** start DOCUMENT SECTION **

How President George W. Bush’s Administration Failed The Nation Over 9/11 Attack
One of those must reads today comes from Politico concerning how the administration of President George W. Bush failed to do the main job they were placed in office to do–keep the nation safe.
Here is a snippet.
That morning of July 10, the head of the agency’s Al Qaeda unit, Richard Blee, burst into Black’s office. “And he says, ‘Chief, this is it. Roof’s fallen in,’” recounts Black. “The information that we had compiled was absolutely compelling. It was multiple-sourced. And it was sort of the last straw.” Black and his deputy rushed to the director’s office to brief Tenet. All agreed an urgent meeting at the White House was needed. Tenet picked up the white phone to Bush’s National Security Adviser Condoleezza Rice. “I said, ‘Condi, I have to come see you,’” Tenet remembers. “It was one of the rare times in my seven years as director where I said, ‘I have to come see you. We’re comin’ right now. We have to get there.’”
Tenet vividly recalls the White House meeting with Rice and her team. (George W. Bush was on a trip to Boston.) “Rich [Blee] started by saying, ‘There will be significant terrorist attacks against the United States in the coming weeks or months. The attacks will be spectacular. They may be multiple. Al Qaeda’s intention is the destruction of the United States.’” [Condi said:] ‘What do you think we need to do?’ Black responded by slamming his fist on the table, and saying, ‘We need to go on a wartime footing now!’”

** end DOCUMENT SECTION **

• SHORT PROBLEM A: In the piece on the Bush administration and 9/11, write out the stretch from "How President George" through "is a snippet." again, switching "Politico" for "the newspaper".
• SHORT PROBLEM B: According to the piece on the Bush administration and 9/11, where was George W. Bush during the White House meeting with Rice and her team?

** start DATASET EXCERPTS **

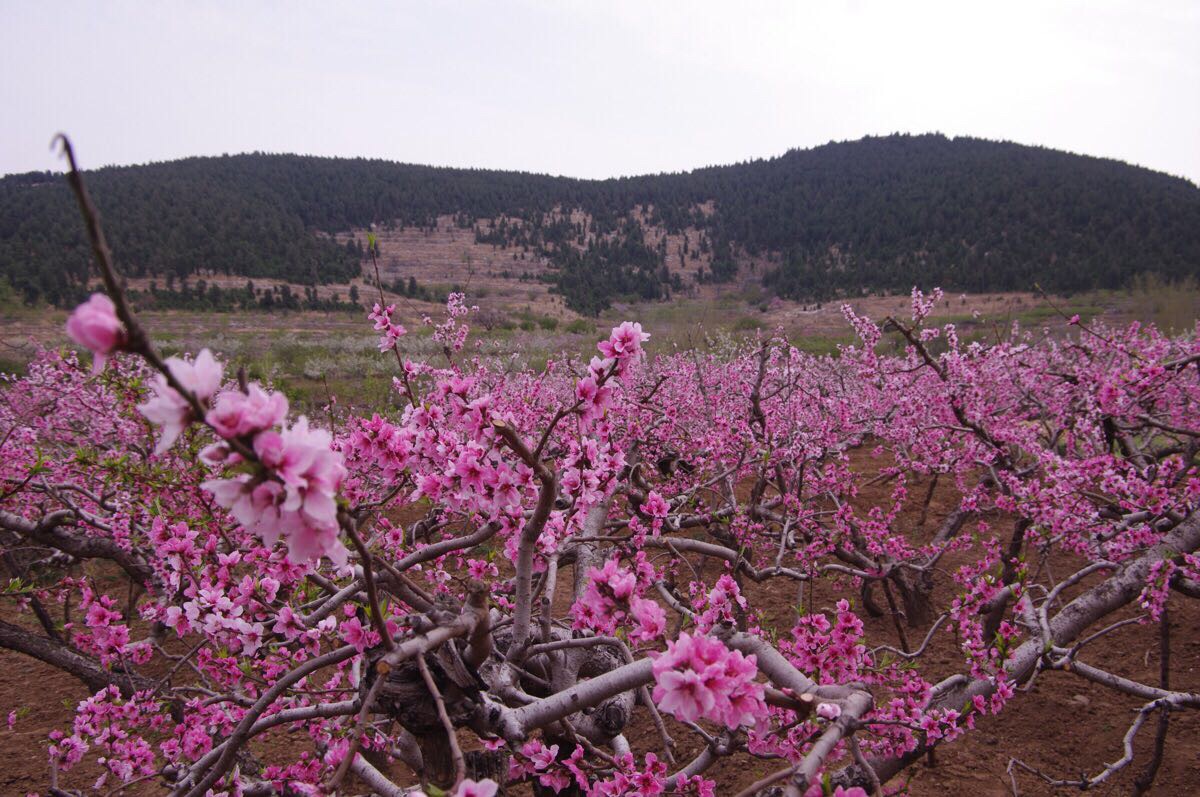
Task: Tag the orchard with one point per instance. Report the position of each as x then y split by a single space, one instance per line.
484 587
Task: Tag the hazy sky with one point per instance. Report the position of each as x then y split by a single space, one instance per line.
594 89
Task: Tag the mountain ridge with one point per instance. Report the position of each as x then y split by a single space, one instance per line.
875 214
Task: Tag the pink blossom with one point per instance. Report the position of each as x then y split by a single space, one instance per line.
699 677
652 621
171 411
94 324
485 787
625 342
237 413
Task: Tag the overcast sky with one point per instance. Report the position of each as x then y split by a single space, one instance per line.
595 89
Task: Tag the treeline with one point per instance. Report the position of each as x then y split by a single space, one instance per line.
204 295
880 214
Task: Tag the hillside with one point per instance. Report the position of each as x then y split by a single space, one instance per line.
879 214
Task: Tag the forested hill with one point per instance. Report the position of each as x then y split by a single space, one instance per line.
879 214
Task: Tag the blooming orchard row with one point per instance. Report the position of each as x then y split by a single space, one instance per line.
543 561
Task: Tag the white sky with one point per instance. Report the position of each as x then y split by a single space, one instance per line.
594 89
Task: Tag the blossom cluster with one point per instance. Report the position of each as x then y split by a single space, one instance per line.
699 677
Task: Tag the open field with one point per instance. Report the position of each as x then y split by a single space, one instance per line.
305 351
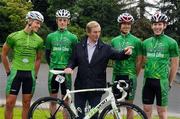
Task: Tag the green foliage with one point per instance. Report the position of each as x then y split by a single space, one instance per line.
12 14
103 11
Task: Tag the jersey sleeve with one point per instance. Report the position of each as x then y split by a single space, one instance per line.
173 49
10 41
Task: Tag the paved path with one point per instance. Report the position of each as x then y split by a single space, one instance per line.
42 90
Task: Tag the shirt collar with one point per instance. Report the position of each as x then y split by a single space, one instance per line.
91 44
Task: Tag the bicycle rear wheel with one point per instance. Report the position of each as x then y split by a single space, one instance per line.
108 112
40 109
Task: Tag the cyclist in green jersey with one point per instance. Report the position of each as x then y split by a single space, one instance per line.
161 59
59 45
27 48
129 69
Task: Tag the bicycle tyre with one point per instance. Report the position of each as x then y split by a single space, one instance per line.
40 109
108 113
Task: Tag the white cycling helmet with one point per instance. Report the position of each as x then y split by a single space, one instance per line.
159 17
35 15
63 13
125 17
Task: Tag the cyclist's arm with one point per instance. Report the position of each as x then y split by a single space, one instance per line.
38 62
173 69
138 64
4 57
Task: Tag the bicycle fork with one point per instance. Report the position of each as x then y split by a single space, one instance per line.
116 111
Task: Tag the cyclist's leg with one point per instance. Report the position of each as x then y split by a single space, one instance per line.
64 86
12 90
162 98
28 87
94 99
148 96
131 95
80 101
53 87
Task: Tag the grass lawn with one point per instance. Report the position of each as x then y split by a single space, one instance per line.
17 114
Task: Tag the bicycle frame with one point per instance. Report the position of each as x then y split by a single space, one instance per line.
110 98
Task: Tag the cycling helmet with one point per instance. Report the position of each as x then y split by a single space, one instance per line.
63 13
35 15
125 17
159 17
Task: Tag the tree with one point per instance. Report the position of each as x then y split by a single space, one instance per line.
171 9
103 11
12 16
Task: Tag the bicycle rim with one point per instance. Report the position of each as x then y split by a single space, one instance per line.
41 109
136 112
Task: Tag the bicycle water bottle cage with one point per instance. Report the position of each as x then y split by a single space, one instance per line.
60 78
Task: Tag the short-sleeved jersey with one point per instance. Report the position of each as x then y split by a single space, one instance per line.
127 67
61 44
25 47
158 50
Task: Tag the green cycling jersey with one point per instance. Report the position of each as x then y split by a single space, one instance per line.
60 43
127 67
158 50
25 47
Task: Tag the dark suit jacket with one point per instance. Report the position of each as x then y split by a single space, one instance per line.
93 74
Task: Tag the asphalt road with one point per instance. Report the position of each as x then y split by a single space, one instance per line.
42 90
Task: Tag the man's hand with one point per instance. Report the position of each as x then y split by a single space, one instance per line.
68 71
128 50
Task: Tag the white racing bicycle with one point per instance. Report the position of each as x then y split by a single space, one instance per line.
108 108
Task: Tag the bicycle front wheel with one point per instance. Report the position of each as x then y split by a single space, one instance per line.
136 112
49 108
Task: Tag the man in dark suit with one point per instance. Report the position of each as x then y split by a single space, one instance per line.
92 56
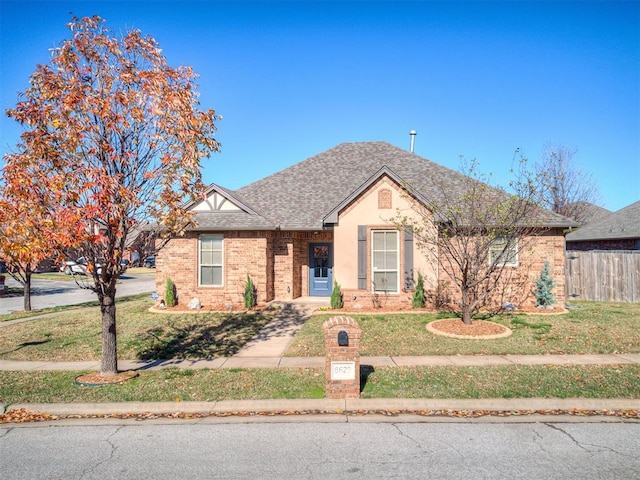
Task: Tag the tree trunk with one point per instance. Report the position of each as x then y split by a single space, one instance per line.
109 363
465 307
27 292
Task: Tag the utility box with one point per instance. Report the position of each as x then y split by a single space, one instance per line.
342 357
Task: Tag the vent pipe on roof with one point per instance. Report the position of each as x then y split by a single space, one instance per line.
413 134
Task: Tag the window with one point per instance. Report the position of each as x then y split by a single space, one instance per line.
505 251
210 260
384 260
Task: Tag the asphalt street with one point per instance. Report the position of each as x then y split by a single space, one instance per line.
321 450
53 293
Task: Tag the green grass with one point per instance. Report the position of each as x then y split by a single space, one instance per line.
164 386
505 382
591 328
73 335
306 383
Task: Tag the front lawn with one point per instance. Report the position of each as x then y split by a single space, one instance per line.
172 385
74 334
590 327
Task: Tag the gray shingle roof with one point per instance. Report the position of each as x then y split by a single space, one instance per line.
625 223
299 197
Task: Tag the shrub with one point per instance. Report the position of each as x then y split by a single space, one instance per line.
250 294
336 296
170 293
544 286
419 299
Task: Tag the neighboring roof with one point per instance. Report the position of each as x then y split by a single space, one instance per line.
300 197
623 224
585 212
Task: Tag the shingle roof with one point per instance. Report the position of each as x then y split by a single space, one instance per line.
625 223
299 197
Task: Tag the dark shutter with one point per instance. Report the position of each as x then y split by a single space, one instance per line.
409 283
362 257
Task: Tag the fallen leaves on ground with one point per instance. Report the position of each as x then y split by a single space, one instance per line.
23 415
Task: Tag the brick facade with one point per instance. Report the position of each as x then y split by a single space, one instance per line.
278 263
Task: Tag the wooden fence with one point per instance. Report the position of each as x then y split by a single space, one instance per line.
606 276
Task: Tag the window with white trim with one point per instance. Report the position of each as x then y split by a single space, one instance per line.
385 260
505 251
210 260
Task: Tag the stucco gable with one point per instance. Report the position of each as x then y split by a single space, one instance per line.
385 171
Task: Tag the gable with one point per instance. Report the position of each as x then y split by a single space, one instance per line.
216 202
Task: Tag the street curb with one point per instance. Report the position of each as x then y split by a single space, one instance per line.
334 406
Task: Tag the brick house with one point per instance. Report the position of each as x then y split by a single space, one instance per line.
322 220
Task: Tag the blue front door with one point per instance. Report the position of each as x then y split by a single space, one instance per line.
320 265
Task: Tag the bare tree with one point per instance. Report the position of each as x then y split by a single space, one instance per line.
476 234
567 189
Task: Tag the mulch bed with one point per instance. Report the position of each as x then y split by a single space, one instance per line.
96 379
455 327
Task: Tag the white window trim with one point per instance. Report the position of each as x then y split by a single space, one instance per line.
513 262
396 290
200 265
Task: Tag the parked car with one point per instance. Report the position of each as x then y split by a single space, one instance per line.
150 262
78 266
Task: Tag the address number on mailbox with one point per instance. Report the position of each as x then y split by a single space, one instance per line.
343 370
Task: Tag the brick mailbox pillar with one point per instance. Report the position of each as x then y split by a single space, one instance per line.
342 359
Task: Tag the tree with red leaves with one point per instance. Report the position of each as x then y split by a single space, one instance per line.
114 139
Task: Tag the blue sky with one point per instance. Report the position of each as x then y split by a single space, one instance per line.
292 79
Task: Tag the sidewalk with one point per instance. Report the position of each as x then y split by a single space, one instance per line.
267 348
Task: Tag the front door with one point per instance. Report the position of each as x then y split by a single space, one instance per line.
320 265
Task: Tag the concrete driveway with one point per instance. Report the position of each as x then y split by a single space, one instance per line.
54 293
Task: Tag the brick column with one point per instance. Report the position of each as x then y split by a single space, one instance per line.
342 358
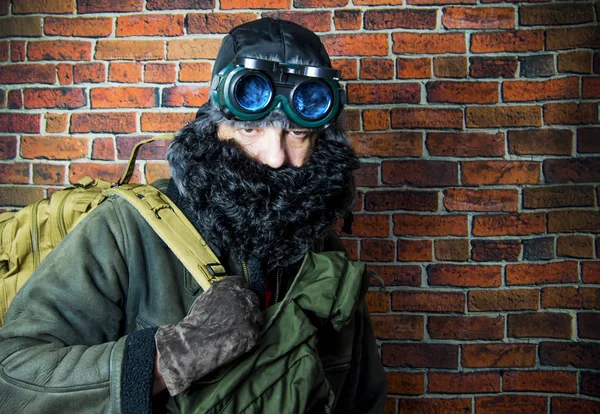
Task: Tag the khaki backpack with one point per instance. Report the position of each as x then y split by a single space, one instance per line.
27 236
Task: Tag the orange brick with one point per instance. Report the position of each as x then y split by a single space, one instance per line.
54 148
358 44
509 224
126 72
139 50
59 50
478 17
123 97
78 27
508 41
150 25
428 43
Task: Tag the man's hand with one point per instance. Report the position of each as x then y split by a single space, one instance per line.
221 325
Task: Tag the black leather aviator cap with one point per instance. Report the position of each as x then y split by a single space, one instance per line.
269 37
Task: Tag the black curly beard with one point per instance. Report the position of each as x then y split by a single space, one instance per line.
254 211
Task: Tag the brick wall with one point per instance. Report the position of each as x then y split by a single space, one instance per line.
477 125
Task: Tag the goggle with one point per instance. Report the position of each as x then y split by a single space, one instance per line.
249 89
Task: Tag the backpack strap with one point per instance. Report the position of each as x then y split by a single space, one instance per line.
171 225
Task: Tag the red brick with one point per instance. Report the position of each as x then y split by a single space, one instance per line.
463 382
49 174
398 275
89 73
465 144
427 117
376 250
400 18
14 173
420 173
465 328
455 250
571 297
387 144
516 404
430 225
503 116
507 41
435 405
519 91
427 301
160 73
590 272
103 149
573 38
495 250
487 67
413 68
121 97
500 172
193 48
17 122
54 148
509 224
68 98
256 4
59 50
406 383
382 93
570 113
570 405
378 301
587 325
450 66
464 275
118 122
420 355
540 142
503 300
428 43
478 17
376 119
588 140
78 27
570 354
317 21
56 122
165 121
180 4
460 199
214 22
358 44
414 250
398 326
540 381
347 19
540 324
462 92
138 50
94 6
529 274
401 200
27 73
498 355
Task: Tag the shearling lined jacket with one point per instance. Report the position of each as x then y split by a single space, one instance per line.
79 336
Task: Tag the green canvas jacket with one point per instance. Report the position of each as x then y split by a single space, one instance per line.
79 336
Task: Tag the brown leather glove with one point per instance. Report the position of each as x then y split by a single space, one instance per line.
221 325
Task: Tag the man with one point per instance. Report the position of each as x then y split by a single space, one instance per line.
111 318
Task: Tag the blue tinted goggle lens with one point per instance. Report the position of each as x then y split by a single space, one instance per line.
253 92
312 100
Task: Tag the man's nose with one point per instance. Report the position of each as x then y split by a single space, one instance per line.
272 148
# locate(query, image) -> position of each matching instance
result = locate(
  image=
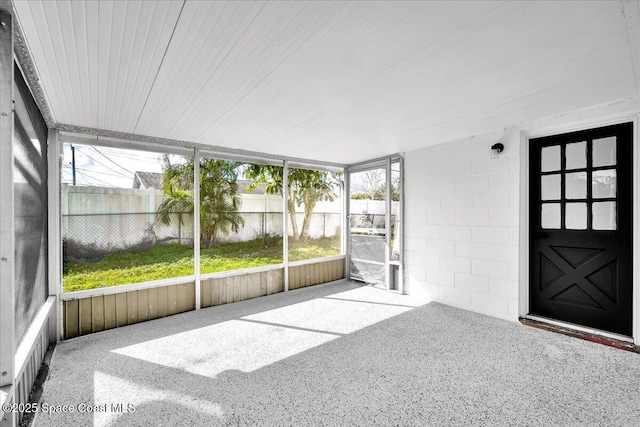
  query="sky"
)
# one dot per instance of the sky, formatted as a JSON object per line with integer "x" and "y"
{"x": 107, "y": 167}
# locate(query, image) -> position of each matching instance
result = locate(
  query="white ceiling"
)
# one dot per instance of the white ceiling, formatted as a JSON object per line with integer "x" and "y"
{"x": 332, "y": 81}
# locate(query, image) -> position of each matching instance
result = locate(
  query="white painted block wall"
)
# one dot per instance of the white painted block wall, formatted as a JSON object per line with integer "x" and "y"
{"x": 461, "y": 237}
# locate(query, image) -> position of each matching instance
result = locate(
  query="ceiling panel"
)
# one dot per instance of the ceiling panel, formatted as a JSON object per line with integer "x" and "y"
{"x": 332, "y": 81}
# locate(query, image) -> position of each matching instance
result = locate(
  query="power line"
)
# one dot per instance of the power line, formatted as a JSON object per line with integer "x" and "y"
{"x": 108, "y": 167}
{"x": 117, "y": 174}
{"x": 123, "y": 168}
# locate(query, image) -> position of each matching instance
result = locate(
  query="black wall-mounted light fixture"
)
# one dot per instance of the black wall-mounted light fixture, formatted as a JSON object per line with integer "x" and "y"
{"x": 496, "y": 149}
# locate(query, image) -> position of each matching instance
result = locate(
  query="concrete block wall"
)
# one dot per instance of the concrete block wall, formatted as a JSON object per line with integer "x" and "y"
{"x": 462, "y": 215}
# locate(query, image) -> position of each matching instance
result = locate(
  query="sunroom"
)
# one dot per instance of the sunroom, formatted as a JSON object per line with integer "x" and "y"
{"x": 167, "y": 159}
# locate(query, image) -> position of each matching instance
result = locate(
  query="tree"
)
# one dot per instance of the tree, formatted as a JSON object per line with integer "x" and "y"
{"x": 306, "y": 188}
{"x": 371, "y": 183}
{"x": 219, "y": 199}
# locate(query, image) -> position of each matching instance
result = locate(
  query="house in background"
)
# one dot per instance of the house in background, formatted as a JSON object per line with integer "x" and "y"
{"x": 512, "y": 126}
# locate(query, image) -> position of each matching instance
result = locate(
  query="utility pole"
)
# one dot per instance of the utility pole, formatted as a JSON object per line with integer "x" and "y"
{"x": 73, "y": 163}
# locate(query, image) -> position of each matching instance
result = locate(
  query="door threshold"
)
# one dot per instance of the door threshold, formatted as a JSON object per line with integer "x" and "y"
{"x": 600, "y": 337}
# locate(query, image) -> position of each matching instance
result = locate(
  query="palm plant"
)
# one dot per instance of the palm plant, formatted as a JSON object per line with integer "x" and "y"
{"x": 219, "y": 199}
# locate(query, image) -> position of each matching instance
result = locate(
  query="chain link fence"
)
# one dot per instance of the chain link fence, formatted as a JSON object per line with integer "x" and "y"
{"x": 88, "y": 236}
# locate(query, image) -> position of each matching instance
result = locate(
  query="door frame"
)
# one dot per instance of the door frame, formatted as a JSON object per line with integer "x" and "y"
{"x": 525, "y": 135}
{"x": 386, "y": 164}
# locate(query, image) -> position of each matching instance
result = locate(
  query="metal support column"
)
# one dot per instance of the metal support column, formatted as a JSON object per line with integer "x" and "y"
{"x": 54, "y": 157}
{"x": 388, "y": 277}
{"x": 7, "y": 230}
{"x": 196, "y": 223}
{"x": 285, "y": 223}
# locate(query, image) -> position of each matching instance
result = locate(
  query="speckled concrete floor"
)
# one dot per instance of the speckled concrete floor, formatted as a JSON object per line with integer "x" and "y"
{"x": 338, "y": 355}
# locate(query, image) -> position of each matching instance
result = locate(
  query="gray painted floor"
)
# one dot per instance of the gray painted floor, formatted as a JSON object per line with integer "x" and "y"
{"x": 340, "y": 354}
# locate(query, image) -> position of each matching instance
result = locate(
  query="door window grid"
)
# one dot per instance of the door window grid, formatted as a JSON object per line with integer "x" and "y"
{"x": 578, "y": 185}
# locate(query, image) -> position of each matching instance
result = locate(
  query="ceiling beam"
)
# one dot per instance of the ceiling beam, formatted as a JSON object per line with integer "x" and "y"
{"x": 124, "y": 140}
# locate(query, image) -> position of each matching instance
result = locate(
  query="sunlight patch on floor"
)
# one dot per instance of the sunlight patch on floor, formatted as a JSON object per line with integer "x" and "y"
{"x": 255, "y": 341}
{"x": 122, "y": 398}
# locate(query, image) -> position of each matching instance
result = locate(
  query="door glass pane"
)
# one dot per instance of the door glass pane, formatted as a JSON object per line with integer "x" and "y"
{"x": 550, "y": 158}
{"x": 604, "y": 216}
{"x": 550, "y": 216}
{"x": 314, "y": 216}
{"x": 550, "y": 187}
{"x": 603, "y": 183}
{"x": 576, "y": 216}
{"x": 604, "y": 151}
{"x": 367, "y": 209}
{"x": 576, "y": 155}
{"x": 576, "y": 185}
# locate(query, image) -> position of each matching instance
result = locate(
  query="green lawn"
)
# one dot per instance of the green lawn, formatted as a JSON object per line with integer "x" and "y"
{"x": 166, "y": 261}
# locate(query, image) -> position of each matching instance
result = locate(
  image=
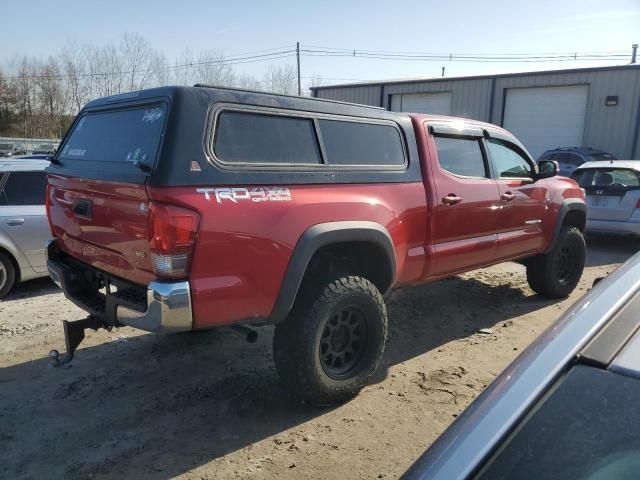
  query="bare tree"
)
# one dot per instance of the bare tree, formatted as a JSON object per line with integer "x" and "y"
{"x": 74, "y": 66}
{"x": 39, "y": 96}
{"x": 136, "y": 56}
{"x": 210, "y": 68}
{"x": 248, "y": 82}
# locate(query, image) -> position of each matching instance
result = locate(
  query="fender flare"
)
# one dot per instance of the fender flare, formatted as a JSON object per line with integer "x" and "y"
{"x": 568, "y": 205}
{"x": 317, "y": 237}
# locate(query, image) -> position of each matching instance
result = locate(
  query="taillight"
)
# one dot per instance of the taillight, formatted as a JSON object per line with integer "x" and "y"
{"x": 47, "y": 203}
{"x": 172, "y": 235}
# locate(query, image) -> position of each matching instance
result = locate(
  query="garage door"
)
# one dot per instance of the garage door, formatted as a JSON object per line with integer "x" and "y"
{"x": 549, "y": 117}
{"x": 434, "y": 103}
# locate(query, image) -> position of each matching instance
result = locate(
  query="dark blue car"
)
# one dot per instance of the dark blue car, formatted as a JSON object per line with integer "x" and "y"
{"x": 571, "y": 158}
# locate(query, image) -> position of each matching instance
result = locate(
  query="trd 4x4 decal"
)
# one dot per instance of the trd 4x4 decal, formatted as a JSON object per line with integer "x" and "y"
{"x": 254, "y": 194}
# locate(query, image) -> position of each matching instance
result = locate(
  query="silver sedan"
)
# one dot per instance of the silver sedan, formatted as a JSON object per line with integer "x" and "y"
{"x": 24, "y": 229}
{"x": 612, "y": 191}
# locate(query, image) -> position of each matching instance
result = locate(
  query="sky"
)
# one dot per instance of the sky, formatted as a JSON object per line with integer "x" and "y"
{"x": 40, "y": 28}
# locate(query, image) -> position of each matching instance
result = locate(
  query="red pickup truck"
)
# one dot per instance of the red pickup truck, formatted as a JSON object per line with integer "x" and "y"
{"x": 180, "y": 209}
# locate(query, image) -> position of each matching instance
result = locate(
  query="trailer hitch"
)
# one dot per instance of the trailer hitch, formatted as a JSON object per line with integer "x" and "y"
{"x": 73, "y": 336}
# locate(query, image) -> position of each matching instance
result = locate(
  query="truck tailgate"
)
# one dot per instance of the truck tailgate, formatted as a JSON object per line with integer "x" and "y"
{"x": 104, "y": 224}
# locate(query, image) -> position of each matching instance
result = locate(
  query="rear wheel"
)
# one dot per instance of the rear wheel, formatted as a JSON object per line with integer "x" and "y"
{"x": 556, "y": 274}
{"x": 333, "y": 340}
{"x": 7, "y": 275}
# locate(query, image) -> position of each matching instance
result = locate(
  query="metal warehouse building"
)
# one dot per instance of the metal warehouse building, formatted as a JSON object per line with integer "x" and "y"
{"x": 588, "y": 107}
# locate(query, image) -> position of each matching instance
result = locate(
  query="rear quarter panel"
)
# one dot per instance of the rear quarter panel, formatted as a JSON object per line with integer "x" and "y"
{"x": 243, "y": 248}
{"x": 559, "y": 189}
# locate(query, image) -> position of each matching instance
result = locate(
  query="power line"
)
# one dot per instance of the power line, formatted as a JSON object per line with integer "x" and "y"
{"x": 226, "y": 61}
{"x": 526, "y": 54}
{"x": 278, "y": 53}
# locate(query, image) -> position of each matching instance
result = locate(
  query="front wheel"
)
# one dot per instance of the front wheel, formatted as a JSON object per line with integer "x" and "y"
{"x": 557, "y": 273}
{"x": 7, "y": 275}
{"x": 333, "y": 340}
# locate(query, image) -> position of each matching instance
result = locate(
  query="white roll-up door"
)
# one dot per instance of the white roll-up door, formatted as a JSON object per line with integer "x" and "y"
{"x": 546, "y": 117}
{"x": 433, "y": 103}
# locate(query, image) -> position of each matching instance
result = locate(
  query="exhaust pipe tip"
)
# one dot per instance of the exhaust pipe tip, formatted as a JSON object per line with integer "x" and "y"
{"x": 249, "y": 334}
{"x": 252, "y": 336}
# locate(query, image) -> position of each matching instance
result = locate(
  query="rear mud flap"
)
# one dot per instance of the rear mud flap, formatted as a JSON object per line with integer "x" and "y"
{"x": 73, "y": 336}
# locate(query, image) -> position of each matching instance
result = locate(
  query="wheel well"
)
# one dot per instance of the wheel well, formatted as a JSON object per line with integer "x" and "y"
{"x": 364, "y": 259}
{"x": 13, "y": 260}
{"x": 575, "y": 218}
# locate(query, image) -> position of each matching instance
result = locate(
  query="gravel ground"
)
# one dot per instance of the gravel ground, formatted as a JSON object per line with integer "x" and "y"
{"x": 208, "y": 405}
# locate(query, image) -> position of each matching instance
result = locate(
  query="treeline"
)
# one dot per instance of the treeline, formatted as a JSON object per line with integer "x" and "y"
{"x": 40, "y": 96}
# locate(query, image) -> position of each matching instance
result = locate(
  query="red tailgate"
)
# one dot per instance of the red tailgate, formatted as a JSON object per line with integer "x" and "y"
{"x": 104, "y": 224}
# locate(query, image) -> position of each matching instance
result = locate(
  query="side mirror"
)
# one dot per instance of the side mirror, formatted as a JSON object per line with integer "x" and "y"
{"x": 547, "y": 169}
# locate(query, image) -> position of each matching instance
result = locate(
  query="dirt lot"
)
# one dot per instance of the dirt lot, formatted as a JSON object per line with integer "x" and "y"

** end DATASET EXCERPTS **

• RIGHT ANSWER A:
How President George W. Bush’s Administration Failed The Nation Over 9/11 Attack
One of those must reads today comes from the newspaper concerning how the administration of President George W. Bush failed to do the main job they were placed in office to do–keep the nation safe.
Here is a snippet.

• RIGHT ANSWER B: He was on a trip to Boston.